▸ SHORT TASK 1:
Answer these questions from the entry on the Zaire river, one answer a line, marked like the questions.
(a) What other name is the Zaire sometimes given, and where does that name come from?
(b) What does the entry give as the river's proper name?
(c) How far from the river's mouth did knowledge of its course reach?
▸ SHORT TASK 2:
Resume the entry on the Zaire river, picking up after its final sentence.

▸ PAGE:
START

ZAIRE, a very considerable river of Southern Africa, sometimes called Congo, from the district of that name in the possession of the Portuguese, through which it flows and discharges a large volume of water into the Southern Atlantic, in latitude south, longitude east.
It may be noticed, however, that the word Zaire, like those of Nile or Ganges, is a general appellation for any great river, and that the proper name of the one in question is Moienzie Enzaddi, the Great River, or the river which absorbs all other rivers.
There are some peculiarities in the lower part of the Zaire which had long attracted the attention of English traders; but owing to the combined effects of Portuguese jealousy, ignorance, and total indifference to all research which had for its object the extension of human knowledge, the baneful influence of which is felt in all their foreign establishments, nothing whatever was known of its source, or even of the general direction of its course through the continent, beyond some 80 or 90 miles from its mouth.

END

▸ SUPPLIED RECORDS:
START

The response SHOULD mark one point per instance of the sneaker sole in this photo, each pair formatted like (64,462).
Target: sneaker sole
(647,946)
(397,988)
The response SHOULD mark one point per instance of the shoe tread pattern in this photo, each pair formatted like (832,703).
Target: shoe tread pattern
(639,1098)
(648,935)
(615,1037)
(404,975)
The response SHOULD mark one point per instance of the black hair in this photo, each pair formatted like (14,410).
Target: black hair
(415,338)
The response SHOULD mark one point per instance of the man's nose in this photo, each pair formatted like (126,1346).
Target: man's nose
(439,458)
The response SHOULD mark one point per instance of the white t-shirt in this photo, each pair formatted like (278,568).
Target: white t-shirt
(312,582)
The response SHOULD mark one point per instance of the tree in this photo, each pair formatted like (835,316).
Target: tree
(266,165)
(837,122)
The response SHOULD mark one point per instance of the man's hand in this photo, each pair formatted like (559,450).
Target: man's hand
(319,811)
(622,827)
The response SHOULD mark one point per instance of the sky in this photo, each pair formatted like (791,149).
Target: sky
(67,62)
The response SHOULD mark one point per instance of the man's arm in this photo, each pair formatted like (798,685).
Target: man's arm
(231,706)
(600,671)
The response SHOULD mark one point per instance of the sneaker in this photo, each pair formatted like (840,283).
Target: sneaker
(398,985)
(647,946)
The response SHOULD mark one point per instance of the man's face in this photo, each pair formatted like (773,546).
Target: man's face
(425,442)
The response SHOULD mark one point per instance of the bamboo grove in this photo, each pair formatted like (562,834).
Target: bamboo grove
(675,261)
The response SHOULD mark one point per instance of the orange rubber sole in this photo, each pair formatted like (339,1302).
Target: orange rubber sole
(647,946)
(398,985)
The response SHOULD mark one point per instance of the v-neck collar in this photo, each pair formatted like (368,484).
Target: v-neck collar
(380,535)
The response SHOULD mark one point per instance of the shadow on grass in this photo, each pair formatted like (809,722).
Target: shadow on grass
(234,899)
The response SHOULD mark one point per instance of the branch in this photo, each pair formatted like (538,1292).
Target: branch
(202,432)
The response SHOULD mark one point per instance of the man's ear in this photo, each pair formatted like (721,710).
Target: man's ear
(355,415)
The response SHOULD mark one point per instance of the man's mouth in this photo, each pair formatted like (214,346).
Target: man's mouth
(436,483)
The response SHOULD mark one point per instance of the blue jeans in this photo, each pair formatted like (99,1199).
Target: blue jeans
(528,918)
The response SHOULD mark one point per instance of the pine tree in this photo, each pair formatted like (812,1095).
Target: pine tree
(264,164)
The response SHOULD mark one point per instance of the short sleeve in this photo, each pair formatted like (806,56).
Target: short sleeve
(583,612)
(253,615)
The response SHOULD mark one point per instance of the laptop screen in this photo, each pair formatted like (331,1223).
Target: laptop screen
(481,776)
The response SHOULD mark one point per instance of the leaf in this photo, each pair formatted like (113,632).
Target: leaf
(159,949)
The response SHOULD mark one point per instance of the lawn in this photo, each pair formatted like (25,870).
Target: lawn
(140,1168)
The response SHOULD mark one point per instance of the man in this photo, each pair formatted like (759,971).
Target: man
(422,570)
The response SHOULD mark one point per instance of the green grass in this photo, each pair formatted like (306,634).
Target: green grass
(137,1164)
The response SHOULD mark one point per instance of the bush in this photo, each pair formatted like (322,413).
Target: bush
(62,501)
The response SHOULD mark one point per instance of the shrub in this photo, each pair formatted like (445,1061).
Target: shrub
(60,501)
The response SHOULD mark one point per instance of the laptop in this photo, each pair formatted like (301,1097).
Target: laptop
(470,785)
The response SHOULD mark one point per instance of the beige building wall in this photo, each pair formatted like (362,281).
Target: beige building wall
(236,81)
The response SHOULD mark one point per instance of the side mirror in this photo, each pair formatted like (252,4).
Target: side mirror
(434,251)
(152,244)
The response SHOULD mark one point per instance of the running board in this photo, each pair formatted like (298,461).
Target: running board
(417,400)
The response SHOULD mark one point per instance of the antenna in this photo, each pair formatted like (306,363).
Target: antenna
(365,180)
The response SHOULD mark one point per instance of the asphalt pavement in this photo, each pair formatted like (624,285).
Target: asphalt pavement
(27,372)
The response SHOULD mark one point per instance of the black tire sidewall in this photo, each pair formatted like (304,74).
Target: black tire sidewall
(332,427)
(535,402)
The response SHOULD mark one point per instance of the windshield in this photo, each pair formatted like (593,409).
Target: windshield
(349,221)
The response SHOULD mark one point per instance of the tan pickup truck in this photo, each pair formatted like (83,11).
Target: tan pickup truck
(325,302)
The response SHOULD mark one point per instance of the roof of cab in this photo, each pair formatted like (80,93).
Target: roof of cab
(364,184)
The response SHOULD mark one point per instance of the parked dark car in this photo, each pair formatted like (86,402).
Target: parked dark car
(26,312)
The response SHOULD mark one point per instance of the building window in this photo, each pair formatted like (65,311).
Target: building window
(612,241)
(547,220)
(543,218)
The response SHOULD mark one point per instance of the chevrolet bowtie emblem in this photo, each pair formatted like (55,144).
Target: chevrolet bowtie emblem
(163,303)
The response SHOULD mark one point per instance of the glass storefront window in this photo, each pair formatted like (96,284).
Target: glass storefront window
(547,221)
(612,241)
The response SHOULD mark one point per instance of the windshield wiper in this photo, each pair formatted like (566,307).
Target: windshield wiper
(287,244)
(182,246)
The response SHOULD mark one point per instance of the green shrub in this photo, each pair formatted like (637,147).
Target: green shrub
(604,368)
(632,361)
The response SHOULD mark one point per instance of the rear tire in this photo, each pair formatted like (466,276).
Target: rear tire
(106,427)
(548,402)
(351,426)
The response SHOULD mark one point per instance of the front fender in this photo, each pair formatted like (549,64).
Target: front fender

END

▸ WRITTEN RESPONSE 1:
(a) Congo, from the district of that name in the possession of the Portuguese.
(b) Moienzie Enzaddi, meaning the Great River, or the river which absorbs all other rivers.
(c) Some 80 or 90 miles.

▸ WRITTEN RESPONSE 2:
The accounts that had been given by early writers of the violence and impetuosity of its current, which was said to carry its waters perfectly fresh for twenty leagues into the sea, and the unfathomable depth of its channel, drew from Purchas, the quaint compiler of the Pilgrimage, the following amusing description, in his usual and best style: "The Zaire is of such force, that no ship can get in against the current but neer to the shore; yea, it prevails against the ocean's saltness threescore, and as some say, fourscore miles within the sea, before his proud waves yield their full homage, and receive that salt temper in token of subjection. Such is the haughty spirit of that stream, overrunning the low countries as it passeth, and swollen with conceit of daily conquests and daily supplies, which in armies of showers are, by the clouds, sent to his succour, runneth now in a furious rage, thinking even to swallow the ocean, which before he never saw, with his mouth wide gaping eight and twenty miles, as Lopez affirmeth, in the opening; but meeting with a more giant-like enemy, which lies lurking under the cliffs to receive his assault, is presently swallowed in that wider womb, yet so, as always being conquered, he never gives over, but in an eternal quarrell, with deepe and indented frowns in his angry face, foam-ing with disdain, and filling the aire with noise (with freshe help), supplies those forces which the salt sea hath consumed."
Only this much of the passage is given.